■ **Task brief**: Please write out each entry below exactly as given.

■ **Supplied material**:

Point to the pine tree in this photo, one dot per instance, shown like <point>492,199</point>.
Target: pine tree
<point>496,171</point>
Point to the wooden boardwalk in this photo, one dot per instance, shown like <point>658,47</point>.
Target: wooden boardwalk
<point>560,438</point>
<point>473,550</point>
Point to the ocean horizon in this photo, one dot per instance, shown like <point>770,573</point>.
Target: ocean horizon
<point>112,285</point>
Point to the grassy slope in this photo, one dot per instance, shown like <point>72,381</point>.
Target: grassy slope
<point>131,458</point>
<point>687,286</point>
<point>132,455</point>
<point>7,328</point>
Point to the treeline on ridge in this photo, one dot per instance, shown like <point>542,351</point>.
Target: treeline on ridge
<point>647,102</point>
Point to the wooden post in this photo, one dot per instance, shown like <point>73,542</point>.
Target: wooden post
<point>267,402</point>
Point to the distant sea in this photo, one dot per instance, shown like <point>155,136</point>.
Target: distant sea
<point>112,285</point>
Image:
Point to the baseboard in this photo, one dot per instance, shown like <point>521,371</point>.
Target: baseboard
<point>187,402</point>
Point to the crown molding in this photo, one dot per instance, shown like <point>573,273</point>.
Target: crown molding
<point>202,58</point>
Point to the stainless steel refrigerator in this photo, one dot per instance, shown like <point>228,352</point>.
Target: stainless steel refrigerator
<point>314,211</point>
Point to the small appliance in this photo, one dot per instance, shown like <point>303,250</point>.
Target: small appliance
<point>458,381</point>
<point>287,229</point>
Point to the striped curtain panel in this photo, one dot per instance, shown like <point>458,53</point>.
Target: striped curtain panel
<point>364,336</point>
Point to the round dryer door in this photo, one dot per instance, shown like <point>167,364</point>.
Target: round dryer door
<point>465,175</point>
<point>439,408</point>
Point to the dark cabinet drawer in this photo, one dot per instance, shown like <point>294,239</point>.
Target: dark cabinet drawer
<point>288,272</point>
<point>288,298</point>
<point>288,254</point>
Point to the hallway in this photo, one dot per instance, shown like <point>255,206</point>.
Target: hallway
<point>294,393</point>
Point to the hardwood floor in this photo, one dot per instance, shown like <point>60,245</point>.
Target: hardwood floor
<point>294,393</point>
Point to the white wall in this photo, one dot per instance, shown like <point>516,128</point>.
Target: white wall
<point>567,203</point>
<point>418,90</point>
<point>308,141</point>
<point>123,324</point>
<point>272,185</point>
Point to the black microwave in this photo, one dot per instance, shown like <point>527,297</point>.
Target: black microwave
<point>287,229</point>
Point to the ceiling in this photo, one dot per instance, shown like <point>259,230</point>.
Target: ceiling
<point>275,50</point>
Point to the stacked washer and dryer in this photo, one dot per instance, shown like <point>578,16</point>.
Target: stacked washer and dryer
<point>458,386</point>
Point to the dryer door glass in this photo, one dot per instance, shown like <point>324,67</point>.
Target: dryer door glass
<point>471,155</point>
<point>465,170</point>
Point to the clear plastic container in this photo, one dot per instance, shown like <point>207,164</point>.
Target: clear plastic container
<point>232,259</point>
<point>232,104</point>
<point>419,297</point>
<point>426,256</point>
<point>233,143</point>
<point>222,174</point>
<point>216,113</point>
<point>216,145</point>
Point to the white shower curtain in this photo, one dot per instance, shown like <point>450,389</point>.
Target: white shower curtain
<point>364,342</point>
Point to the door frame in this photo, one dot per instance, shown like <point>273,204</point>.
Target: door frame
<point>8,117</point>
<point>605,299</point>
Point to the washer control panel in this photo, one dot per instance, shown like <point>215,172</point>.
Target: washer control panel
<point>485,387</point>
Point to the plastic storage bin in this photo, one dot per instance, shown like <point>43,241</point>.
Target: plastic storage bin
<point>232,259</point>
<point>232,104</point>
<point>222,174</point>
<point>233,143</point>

■ **Worked solution**:
Point to the pine tree in this photo, one dot per instance, shown like <point>492,199</point>.
Target: pine tree
<point>496,171</point>
Point to the wooden boardwalk in this photo, one dot per instance, shown like <point>658,47</point>.
Target: wooden boardwalk
<point>560,438</point>
<point>473,550</point>
Point to the ocean horizon in this photo, one dot per instance, shown like <point>770,573</point>.
Target: ocean horizon
<point>112,285</point>
Point to the grassy slope in this photo, one dot per instance, shown like <point>72,381</point>.
Target: grassy slope
<point>131,458</point>
<point>687,286</point>
<point>132,455</point>
<point>7,328</point>
Point to the treeline on ridge in this photo, one dot per instance, shown like <point>542,351</point>.
Target: treeline on ridge
<point>647,102</point>
Point to the wooden post in this photo, one dot per instance, shown like <point>73,542</point>.
Target: wooden post
<point>267,402</point>
Point to the distant sea in this photo, one dot per instance, shown like <point>155,136</point>.
Target: distant sea
<point>112,285</point>
Image:
Point to the baseboard in this photo, one dot per instance, shown like <point>521,371</point>.
Target: baseboard
<point>187,402</point>
Point to the crown molding in this photo, one dot per instance, shown like <point>573,273</point>.
Target: crown molding
<point>202,58</point>
Point to the stainless steel refrigerator in this photo, one dot per instance, shown like <point>228,352</point>.
Target: stainless steel refrigerator
<point>314,211</point>
Point to the small appliance in this photo, one dot per instance, shown like <point>303,250</point>.
Target: small appliance
<point>458,381</point>
<point>287,229</point>
Point to the striped curtain panel in this photo, one dot per instance, shown like <point>458,53</point>.
Target: striped curtain panel
<point>364,336</point>
Point to the round dryer door in this photo, one dot per instance, shown like <point>167,364</point>.
Target: round dryer door
<point>465,175</point>
<point>439,408</point>
Point to the dark cabinet drawer in this photo, one dot per instance, shown like <point>294,239</point>.
Target: dark cabinet drawer
<point>288,272</point>
<point>288,298</point>
<point>288,254</point>
Point to the hallway in this photo, one dot per instance, shown like <point>255,206</point>.
Target: hallway
<point>294,393</point>
Point to the hardwood floor in this photo, one dot per instance, shown like <point>60,245</point>.
Target: hardwood floor
<point>294,393</point>
Point to the white wall in this photo, one dot per instance, shown like <point>516,128</point>.
Target: white wall
<point>567,203</point>
<point>418,90</point>
<point>308,141</point>
<point>123,324</point>
<point>272,185</point>
Point to the black microwave in this photo, one dot per instance, shown like <point>527,297</point>.
Target: black microwave
<point>287,229</point>
Point to the ceiling in this photo, one dot per instance, shown like <point>259,230</point>.
Target: ceiling
<point>275,50</point>
Point to the stacked washer and dryer in this photo, one dot per instance, shown like <point>578,16</point>.
Target: stacked washer and dryer
<point>458,386</point>
Point to the dryer door glass in this photo, one dot per instance, shown like <point>324,67</point>.
Target: dryer door glass
<point>471,155</point>
<point>465,170</point>
Point to the clear plastic container in this photo, one dot per instance, shown like <point>207,164</point>.
Target: clear plastic container
<point>232,259</point>
<point>232,104</point>
<point>419,297</point>
<point>426,256</point>
<point>233,143</point>
<point>222,174</point>
<point>216,113</point>
<point>216,145</point>
Point to the white shower curtain in this photo, one dot per instance, shown like <point>450,389</point>.
Target: white shower curtain
<point>364,342</point>
Point to the door frame in this photo, one dot per instance, shown like <point>273,204</point>.
Target: door frame
<point>8,117</point>
<point>605,299</point>
Point to the washer control panel in this photo, one dot per instance, shown like <point>215,172</point>.
Target: washer control panel
<point>485,387</point>
Point to the plastic storage bin in this photo, one dot per instance, shown like <point>43,241</point>.
Target: plastic storage bin
<point>232,259</point>
<point>232,104</point>
<point>222,174</point>
<point>233,143</point>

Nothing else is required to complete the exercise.